練習問題:
1. 本文のうち、「素粒子のミューオンが宇宙線の」から「ど人の役に立っていなかった。」までをそのまま引用してください。
2. 本文に基づいて、次の問いに答えよ。
(a) ミューオンが宇宙線の中に発見されたのは何年か。
(b) ミューオンはどのくらいの頻度で地球の表面へ降り注いでいるか。
(c) 宇宙から降りそそぐミューオンで透視できるようになったものとして、何が挙げられているか。
3. 本文の内容を2文で要約せよ。

本文抜粋:
::::::

素粒子のミューオンが宇宙線の中に発見されたのは1937年のことである。その質量が湯川博士の予言した中間子と同じくらいだったため、最初は中間子の発見かと騒がれた。中間子は強い相互作用を荷う粒子だが、ミューオンは相互作用が弱く物質への透過力が強いのである。ミューオンは1平方センチあたり毎分1個くらいの頻度で地球の表面へ降り注いでおり、もちろん、人間の身体を突き抜けているが、透過力が高いため何も感じないだろう。ミューオンは重い電子のような粒子で、電子と性質が似ている。電子が1897年に発見されてから、今日ではエレクトロニクスとして応用されているが、ミューオンは発見から80年が経ってもほとんど人の役に立っていなかった。
役に立つとすれば、素粒子実験の検出器の動作チェックをするのに宇宙線ミューオンが使われるくらいだった。

しかし、最近では、ミューオンの物質への透過力が高いことを利用して、宇宙から降りそそぐミューオンでピラミッドや火山を透視することができるようになっている。さらに、原子炉や溶鉱炉の中の様子を見ることもできるようになってきた。今、ミューオンは脚光を浴びている。遅れてきたヒーローだ。次は医薬品への展開も期待され始めている。

::::::

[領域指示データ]
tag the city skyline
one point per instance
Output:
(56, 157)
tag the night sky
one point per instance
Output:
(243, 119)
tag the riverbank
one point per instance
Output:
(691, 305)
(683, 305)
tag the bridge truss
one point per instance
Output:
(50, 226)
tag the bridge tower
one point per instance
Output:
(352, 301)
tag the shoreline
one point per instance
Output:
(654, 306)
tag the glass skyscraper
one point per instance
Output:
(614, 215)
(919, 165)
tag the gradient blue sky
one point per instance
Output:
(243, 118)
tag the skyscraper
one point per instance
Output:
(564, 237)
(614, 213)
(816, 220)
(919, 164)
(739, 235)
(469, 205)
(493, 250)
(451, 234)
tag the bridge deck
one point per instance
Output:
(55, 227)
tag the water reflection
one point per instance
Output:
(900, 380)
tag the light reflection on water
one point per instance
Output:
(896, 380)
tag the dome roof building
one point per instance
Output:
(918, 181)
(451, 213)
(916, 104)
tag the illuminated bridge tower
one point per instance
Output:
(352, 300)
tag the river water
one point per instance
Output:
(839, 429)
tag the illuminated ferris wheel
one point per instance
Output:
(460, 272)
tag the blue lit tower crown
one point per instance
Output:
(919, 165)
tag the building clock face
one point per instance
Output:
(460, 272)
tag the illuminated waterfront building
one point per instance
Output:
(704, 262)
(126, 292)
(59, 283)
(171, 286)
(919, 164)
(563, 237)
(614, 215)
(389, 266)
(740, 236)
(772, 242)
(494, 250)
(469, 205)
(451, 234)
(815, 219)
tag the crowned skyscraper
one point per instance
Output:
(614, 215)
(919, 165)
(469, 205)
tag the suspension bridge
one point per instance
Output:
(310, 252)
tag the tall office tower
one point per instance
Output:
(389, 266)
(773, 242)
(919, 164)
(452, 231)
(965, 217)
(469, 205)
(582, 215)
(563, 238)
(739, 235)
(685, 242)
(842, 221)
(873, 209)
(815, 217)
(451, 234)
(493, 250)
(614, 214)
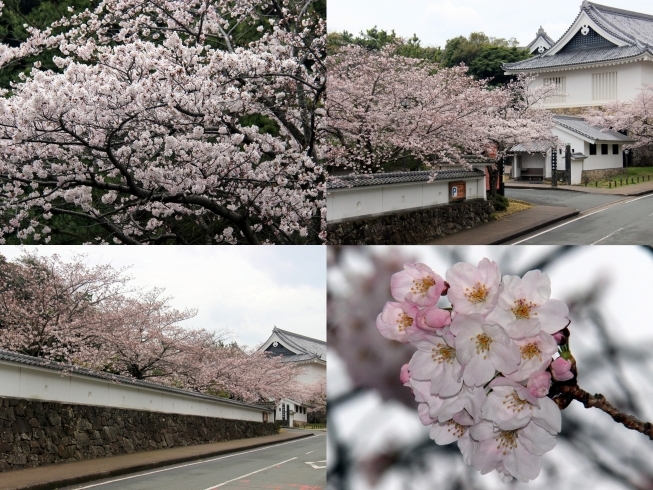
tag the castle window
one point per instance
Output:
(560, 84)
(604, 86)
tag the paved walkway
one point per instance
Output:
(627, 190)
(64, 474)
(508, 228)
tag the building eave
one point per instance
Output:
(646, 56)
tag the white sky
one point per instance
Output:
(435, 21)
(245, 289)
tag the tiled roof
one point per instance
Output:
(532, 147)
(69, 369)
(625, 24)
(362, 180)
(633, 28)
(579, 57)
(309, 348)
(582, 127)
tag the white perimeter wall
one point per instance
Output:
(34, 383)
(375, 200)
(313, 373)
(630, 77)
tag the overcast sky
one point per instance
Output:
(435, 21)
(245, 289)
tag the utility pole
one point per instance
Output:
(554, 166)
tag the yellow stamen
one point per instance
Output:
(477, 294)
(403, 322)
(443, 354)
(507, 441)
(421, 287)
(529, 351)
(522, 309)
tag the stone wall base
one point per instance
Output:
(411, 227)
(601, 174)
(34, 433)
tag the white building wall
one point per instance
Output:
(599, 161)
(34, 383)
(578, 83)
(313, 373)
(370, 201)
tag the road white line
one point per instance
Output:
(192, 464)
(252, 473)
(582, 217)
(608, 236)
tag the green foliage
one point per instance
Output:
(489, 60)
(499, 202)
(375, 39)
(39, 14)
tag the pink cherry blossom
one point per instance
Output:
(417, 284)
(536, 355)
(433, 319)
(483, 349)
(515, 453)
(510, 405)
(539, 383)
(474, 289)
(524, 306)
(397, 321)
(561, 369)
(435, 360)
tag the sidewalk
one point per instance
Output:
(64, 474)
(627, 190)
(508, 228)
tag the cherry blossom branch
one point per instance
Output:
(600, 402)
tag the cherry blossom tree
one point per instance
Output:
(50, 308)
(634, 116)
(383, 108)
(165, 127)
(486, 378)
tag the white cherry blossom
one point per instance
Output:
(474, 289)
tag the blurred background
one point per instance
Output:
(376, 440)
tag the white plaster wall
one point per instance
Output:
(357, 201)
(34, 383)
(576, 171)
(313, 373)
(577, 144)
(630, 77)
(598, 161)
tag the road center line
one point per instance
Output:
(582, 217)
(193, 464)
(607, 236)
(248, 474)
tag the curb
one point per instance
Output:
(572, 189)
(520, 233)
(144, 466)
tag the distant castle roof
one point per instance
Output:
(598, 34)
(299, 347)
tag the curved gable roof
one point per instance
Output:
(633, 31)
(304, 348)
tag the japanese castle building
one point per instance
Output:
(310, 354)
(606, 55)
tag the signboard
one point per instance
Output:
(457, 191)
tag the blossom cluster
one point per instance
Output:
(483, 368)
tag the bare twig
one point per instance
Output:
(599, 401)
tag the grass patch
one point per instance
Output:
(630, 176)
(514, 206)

::::::

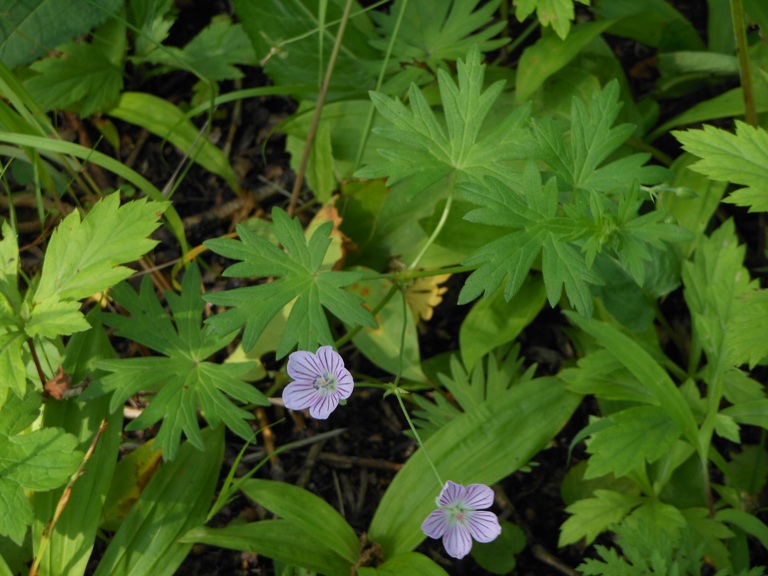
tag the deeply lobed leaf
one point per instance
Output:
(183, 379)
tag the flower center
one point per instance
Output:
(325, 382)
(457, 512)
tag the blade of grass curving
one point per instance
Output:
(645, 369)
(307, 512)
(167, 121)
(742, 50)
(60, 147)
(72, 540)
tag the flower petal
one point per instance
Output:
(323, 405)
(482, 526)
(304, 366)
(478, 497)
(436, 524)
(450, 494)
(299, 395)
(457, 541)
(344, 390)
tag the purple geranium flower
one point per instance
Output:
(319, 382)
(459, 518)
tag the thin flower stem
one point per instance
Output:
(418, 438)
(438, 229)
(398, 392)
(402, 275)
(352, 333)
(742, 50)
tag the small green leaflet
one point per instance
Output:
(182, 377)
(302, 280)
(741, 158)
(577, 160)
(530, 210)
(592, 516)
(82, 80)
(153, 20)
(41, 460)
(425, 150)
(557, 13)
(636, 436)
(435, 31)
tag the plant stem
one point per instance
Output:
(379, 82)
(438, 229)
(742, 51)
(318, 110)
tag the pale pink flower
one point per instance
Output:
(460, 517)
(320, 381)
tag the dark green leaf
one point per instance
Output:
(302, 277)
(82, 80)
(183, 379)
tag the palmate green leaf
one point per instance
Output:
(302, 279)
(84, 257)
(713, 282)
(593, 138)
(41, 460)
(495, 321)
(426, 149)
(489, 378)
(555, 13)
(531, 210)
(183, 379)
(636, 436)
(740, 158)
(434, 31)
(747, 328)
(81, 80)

::::::

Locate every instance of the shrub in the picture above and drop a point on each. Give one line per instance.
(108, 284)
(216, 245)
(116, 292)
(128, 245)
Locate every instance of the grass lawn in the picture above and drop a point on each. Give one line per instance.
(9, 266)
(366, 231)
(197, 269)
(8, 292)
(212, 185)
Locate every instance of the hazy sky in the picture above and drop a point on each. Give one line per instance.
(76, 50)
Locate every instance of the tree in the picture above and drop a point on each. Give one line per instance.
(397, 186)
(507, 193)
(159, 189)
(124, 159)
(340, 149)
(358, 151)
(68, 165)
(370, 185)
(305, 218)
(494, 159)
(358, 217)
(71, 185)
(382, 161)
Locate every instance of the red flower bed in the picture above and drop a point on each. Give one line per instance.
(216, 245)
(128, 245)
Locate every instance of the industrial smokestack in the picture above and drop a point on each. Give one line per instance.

::::::

解答一覧:
1.
素粒子のミューオンが宇宙線の中に発見されたのは1937年のことである。その質量が湯川博士の予言した中間子と同じくらいだったため、最初は中間子の発見かと騒がれた。中間子は強い相互作用を荷う粒子だが、ミューオンは相互作用が弱く物質への透過力が強いのである。ミューオンは1平方センチあたり毎分1個くらいの頻度で地球の表面へ降り注いでおり、もちろん、人間の身体を突き抜けているが、透過力が高いため何も感じないだろう。ミューオンは重い電子のような粒子で、電子と性質が似ている。電子が1897年に発見されてから、今日ではエレクトロニクスとして応用されているが、ミューオンは発見から80年が経ってもほとんど人の役に立っていなかった。

2.
(a) 1937年
(b) 1平方センチあたり毎分1個くらい
(c) ピラミッドや火山

3. ミューオンは1937年に宇宙線の中に発見された、重い電子のような透過力の強い粒子だが、発見から80年が経ってもほとんど人の役に立っていなかった。しかし最近では、その透過力を利用してピラミッドや火山、原子炉や溶鉱炉の中を見ることができるようになり、ミューオンは脚光を浴びている。